PAGE EXCERPT:
%%

“With such skill and science,” says Coxe, “had this enterprise been concerted that at the very moment when it assumed a specific direction the enemy was no longer enabled to render it abortive.”
The Battle of Blenheim, featuring a series of excerpts selected from Fifteen Decisive Battles of the World by Sir Edward Creasy published in 1851. For works benefiting from the latest research see the “More information” section at the bottom of these pages.
Previously in The Battle of Blenheim.
Time: 1704
Place: Blenheim, Bavaria, Germany
Marlborough commenced his celebrated march on May 10th. The army which he was to lead had been assembled by his brother, General Churchill, at Bedburg, not far from Maestricht, on the Meuse; it included sixteen thousand English troops, and consisted of fifty-one battalions of foot, and ninety-two squadrons of horse. Marlborough was to collect and join with him on his march the troops of Prussia, Luneburg, and Hesse, quartered on the Rhine, and eleven Dutch battalions that were stationed at Rothweil. He had only marched a single day when the series of interruptions, complaints, and requisitions from the other leaders of the allies began, to which he seemed subjected throughout his enterprise, and which would have caused its failure in the hands of anyone not gifted with the firmness and the exquisite temper of Marlborough.
One specimen of these annoyances and of Marlborough’s mode of dealing with them may suffice. On his encamping at Kupen on the 20th, he received an express from Auverquerque pressing him to halt, because Villeroy, who commanded the French army in Flanders, had quitted the lines which he had been occupying, and crossed the Meuse at Namur with thirty-six battalions and forty-five squadrons, and was threatening the town of Huy. At the same time Marlborough received letters from the Margrave of Baden and Count Wratislaw, who commanded the Imperialist forces at Stollhoffen, near the left bank of the Rhine, stating that Tallard had made a movement, as if intending to cross the Rhine, and urging him to hasten his march toward the lines of Stollhoffen. Marlborough was not diverted by these applications from the prosecution of his grand design.
Conscious that the army of Villeroy would be too much reduced to undertake offensive operations, by the detachments which had already been made toward the Rhine, and those which must follow his own march, he halted only a day to quiet the alarms of Auverquerque. To satisfy also the Margrave, he ordered the troops of Hompesch and Buelow to draw toward Philippsburg, though with private injunctions not to proceed beyond a certain distance. He even exacted a promise to the same effect from Count Wratislaw, who at this juncture arrived at the camp to attend him during the whole campaign.

%%

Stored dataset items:
%%

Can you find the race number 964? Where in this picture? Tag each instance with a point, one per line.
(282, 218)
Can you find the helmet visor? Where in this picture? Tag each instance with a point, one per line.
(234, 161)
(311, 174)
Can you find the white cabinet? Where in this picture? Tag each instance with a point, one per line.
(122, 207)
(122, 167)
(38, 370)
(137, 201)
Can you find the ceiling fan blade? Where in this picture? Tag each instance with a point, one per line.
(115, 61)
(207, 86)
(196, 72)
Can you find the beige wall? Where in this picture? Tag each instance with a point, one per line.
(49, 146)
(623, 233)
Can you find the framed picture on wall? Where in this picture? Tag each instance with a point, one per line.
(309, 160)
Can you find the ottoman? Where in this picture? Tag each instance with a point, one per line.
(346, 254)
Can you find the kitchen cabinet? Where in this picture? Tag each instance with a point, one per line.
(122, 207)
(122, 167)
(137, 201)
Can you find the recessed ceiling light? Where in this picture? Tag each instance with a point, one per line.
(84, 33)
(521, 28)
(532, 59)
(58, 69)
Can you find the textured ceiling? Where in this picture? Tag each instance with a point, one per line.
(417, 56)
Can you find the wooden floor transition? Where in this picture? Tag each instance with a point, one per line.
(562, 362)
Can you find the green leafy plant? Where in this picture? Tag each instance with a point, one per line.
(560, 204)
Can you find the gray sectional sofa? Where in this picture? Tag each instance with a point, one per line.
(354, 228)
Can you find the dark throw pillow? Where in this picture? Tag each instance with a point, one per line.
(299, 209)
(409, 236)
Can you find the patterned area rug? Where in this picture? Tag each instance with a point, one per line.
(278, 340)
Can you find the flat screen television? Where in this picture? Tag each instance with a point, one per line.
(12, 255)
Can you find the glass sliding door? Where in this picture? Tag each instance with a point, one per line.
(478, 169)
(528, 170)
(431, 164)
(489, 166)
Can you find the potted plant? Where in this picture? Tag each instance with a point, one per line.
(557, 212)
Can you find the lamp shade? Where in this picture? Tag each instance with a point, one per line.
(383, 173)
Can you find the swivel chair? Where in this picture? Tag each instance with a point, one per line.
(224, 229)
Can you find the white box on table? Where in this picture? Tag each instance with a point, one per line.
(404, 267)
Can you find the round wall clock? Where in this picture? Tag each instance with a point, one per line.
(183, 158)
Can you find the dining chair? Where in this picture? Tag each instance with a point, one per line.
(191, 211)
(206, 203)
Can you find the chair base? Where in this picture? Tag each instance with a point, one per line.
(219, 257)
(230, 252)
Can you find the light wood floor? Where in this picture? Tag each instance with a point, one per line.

%%

SHORT PROBLEM A:
In the Blenheim excerpt, where had General Churchill assembled the army that Marlborough was to lead?
SHORT PROBLEM B:
Pick up the Blenheim excerpt after its final sentence and carry the account forward.

WRITTEN ANSWER A:
At Bedburg, not far from Maestricht, on the Meuse.

WRITTEN ANSWER B:
Marlborough reached the Rhine at Coblenz, where he crossed that river, and then marched along its left bank to Broubach and Mainz. His march, though rapid, was admirably conducted, so as to save the troops from all unnecessary fatigue; ample supplies of provisions were ready, and the most perfect discipline was maintained. By degrees Marlborough obtained more reinforcements from the Dutch and the other confederates, and he also was left more at liberty by them to follow his own course. Indeed, before even a blow was struck, his enterprise had paralyzed the enemy and had materially relieved Austria from the pressure of the war. Villeroy, with his detachments from the French Flemish army, was completely bewildered by Marlborough’s movements, and, unable to divine where it was that the English general meant to strike his blow, wasted away the early part of the summer between Flanders and the Moselle without effecting anything. *
[* “Marshal Villeroy,” says Voltaire, “who had wished to follow Marlborough on his first marches, suddenly lost sight of him altogether, and only learned where he really was on hearing of his victory at Donawert.”]
Marshal Tallard, who commanded forty-five thousand French at Strasburg, and who had been destined by Louis to march early in the year into Bavaria, thought that Marlborough’s march along the Rhine was preliminary to an attack upon Alsace; and the marshal therefore kept his forty-five thousand men back in order to protect France in that quarter. Marlborough skilfully encouraged his apprehensions by causing a bridge to be constructed across the Rhine at Philippsburg, and by making the Landgrave of Hesse advance his artillery at Mannheim, as if for a siege of Landau.
Meanwhile the Elector of Bavaria and Marshal Marsin, suspecting that Marlborough’s design might be what it really proved to be, forbore to press upon the Austrians opposed to them or to send troops into Hungary; and they kept back so as to secure their communications with France. Thus, when Marlborough, at the beginning of June, left the Rhine and marched for the Danube, the numerous hostile armies were uncombined and unable to check him.
“With such skill and science,” says Coxe, “had this enterprise been concerted that at the very moment when it assumed a specific direction the enemy was no longer enabled to render it abortive. As the march was now to be bent toward the Danube, notice was given for the Prussians, Palatines, and Hessians, who were stationed on the Rhine, to order their march so as to join the main body in its progress. At the same time directions were sent to accelerate the advance of the Danish auxiliaries, who were marching from the Netherlands.”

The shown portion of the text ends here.